**Exercise description:** Your answer must be an exact copy of the records, minus any pictures.

───── Task data

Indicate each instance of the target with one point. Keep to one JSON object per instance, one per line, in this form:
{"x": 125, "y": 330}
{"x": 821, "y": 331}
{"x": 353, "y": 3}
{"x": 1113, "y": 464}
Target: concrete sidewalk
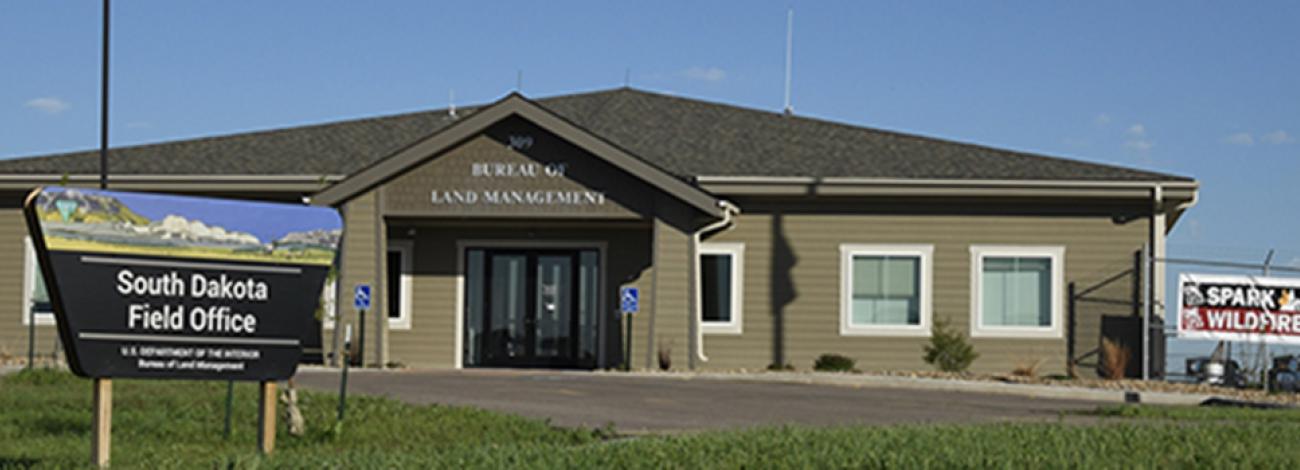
{"x": 657, "y": 403}
{"x": 867, "y": 381}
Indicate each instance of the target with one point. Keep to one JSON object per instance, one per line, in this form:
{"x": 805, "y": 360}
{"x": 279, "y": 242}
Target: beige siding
{"x": 792, "y": 278}
{"x": 13, "y": 331}
{"x": 672, "y": 294}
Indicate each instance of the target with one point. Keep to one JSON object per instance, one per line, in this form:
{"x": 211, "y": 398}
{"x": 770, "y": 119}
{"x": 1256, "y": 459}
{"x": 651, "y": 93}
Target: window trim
{"x": 926, "y": 252}
{"x": 406, "y": 248}
{"x": 30, "y": 269}
{"x": 736, "y": 325}
{"x": 1053, "y": 252}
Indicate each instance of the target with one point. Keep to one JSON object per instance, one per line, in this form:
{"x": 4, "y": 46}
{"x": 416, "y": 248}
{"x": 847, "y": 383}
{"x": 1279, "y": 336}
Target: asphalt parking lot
{"x": 680, "y": 403}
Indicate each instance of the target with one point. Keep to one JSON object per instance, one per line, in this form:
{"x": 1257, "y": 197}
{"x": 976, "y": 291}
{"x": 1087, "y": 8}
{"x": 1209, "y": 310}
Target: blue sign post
{"x": 629, "y": 299}
{"x": 362, "y": 297}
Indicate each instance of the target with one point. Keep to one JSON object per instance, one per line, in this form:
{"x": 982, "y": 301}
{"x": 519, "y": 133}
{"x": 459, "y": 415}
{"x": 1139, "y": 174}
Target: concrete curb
{"x": 1034, "y": 391}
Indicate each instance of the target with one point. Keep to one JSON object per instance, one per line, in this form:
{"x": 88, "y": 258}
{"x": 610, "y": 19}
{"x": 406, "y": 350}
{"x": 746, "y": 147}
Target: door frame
{"x": 466, "y": 244}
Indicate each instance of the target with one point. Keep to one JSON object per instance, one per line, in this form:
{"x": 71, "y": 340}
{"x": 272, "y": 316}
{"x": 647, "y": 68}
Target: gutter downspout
{"x": 729, "y": 212}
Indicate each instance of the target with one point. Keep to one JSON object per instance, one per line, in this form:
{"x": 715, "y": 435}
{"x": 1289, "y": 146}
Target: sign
{"x": 152, "y": 286}
{"x": 521, "y": 174}
{"x": 1239, "y": 308}
{"x": 629, "y": 299}
{"x": 362, "y": 297}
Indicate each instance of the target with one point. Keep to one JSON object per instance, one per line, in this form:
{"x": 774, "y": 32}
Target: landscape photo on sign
{"x": 156, "y": 225}
{"x": 161, "y": 286}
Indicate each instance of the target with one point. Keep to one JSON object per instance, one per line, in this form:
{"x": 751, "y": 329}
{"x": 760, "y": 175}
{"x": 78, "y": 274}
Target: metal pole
{"x": 1147, "y": 309}
{"x": 103, "y": 108}
{"x": 342, "y": 382}
{"x": 1265, "y": 362}
{"x": 31, "y": 338}
{"x": 230, "y": 403}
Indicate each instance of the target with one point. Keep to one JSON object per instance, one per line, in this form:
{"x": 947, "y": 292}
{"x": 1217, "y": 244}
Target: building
{"x": 506, "y": 234}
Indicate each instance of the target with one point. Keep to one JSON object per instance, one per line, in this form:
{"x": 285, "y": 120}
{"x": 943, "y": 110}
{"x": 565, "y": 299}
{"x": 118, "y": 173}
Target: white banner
{"x": 1239, "y": 308}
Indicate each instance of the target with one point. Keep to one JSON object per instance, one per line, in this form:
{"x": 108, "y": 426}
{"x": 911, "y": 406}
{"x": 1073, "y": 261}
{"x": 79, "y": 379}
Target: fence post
{"x": 1147, "y": 309}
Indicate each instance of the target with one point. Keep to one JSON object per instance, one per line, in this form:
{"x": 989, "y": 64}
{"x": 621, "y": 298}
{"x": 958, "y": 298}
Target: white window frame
{"x": 926, "y": 252}
{"x": 407, "y": 249}
{"x": 1056, "y": 253}
{"x": 736, "y": 325}
{"x": 30, "y": 270}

──────────

**Solution to this task:**
Indicate each instance of the target with one point. Keep to one JSON object per instance, one per line, in this form:
{"x": 125, "y": 330}
{"x": 821, "y": 331}
{"x": 353, "y": 3}
{"x": 1113, "y": 464}
Target: concrete sidewalk
{"x": 657, "y": 403}
{"x": 867, "y": 381}
Indicate each instance of the target with one point. Keep to one JSON object per instance, one per line, in this form:
{"x": 805, "y": 360}
{"x": 279, "y": 242}
Target: beige siding
{"x": 792, "y": 278}
{"x": 13, "y": 331}
{"x": 672, "y": 294}
Indicate each instance of the target with one point. Keep to one JSON object per instance, one per line, in this form:
{"x": 211, "y": 398}
{"x": 770, "y": 119}
{"x": 1256, "y": 459}
{"x": 651, "y": 93}
Target: window trim
{"x": 926, "y": 252}
{"x": 406, "y": 248}
{"x": 30, "y": 269}
{"x": 736, "y": 325}
{"x": 1053, "y": 252}
Indicate each instance of the target with one point. Keep to one JSON object per instance, one per line, in this form:
{"x": 4, "y": 46}
{"x": 416, "y": 248}
{"x": 847, "y": 383}
{"x": 1279, "y": 336}
Target: asphalt parking lot
{"x": 680, "y": 403}
Indicate each instance of the target with one point. Keep to one JSON object per instance, one per line, in this form:
{"x": 1257, "y": 197}
{"x": 976, "y": 291}
{"x": 1087, "y": 8}
{"x": 1209, "y": 310}
Target: blue sign post
{"x": 629, "y": 299}
{"x": 362, "y": 297}
Indicate each instance of the target with one point. Keep to one JSON object per instance, one per line, in this form:
{"x": 982, "y": 301}
{"x": 519, "y": 133}
{"x": 459, "y": 415}
{"x": 1139, "y": 174}
Target: concrete curb
{"x": 1034, "y": 391}
Indicate each instance of the target with one point. Keep to one JSON object per instance, one per line, in this form:
{"x": 88, "y": 258}
{"x": 610, "y": 19}
{"x": 406, "y": 350}
{"x": 746, "y": 147}
Target: door frame
{"x": 466, "y": 244}
Indicate each instance of the target with one point. Keep to one JSON object per instance, one per line, in this form:
{"x": 71, "y": 340}
{"x": 272, "y": 316}
{"x": 647, "y": 68}
Target: gutter downspout
{"x": 729, "y": 212}
Indicate each instance of the target with one point. Keep to one JSON object per instance, one per line, in this form:
{"x": 715, "y": 435}
{"x": 1289, "y": 146}
Target: sign
{"x": 152, "y": 286}
{"x": 521, "y": 174}
{"x": 1239, "y": 308}
{"x": 629, "y": 299}
{"x": 362, "y": 297}
Indicate each instance of the target with one point. Keep to one JSON object per instance, one per line, in this form:
{"x": 774, "y": 32}
Target: landscape photo on sign
{"x": 156, "y": 225}
{"x": 161, "y": 286}
Indicate each instance of the target with one point. Keep to one JSON object per instance, one per line, in this form:
{"x": 751, "y": 329}
{"x": 760, "y": 175}
{"x": 78, "y": 274}
Target: metal pole
{"x": 1147, "y": 309}
{"x": 103, "y": 108}
{"x": 342, "y": 382}
{"x": 1265, "y": 362}
{"x": 31, "y": 338}
{"x": 230, "y": 403}
Indicate each instance of the target with one point. Keep to one JSON object per instance, one per line, in this form:
{"x": 947, "y": 292}
{"x": 1217, "y": 244}
Target: building
{"x": 506, "y": 234}
Indicate each instance of the target with one point. Keep to one JSON object per instance, one per line, in this form:
{"x": 285, "y": 120}
{"x": 943, "y": 110}
{"x": 565, "y": 299}
{"x": 118, "y": 173}
Target: white banner
{"x": 1239, "y": 308}
Indicate each instance of the target with one point. Keep to one JSON object per instance, one per line, in this form:
{"x": 108, "y": 426}
{"x": 911, "y": 406}
{"x": 1073, "y": 261}
{"x": 79, "y": 379}
Target: fence post
{"x": 1147, "y": 309}
Indicate each instance of the target with one point. Keep to one JSON object per instance, one per line, in this form:
{"x": 989, "y": 64}
{"x": 621, "y": 298}
{"x": 958, "y": 298}
Target: white window frame
{"x": 926, "y": 252}
{"x": 407, "y": 249}
{"x": 1056, "y": 253}
{"x": 736, "y": 325}
{"x": 30, "y": 270}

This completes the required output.